● **Task goal**
Please format every line of the records below as a JSON list of strings, one string per line, skipping blank lines and leaving out the pictures.

** START Material supplied **

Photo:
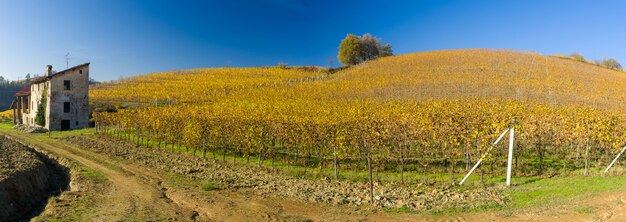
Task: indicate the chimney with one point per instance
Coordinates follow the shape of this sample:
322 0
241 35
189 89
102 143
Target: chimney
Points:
48 70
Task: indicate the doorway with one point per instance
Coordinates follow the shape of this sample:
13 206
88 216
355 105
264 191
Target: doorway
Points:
65 124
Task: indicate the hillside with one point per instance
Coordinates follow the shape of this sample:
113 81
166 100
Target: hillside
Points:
437 110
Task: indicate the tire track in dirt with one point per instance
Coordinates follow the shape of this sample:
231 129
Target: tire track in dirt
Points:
130 197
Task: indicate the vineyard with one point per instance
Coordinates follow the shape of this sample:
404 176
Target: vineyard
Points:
425 116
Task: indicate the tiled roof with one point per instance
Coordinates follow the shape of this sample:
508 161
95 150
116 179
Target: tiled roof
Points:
44 78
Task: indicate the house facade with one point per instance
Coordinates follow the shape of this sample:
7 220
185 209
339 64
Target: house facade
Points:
63 96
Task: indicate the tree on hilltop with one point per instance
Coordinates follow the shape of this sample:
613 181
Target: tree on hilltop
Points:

** END Material supplied **

● **Task result**
[
  "Photo:",
  "Task: indicate the chimney with one point per instance",
  "Coordinates follow the shape of this sample:",
  "322 0",
  "241 35",
  "189 89",
  "102 143",
  "Target: chimney",
  "Points:",
  "48 70",
  "Task: indicate the doorway with one point per instance",
  "Coordinates follow the shape of this sample:",
  "13 206",
  "88 216",
  "355 105",
  "264 191",
  "Target: doorway",
  "Points:",
  "65 124",
  "Task: indicate the hillside with one point per instance",
  "Coordinates follow the shape of this sample:",
  "113 81",
  "166 100",
  "Target: hillside",
  "Points:",
  "437 110",
  "Task: indicate the tire track in dirt with one point per instance",
  "Coordinates follow the shape of this sample:",
  "231 129",
  "Target: tire track in dirt",
  "Points:",
  "130 197",
  "Task: indicate the vineyard with one point per instance",
  "Coordinates follow the shape of this sample:",
  "404 176",
  "Target: vineyard",
  "Points:",
  "425 116",
  "Task: indicate the tiled roof with one point per instance",
  "Coordinates follow the shape of this sample:",
  "508 161",
  "95 150",
  "116 179",
  "Target: tiled roof",
  "Points:",
  "44 78",
  "Task: indicate the house facade with one point per instance",
  "Coordinates follow the shape of this sample:",
  "7 220",
  "185 209",
  "339 64",
  "Target: house facade",
  "Points:",
  "63 96",
  "Task: indicate the tree on hilltop with one point per instance",
  "Coordinates follow the shape of this sample:",
  "613 181",
  "Target: tree on hilltop",
  "Points:"
]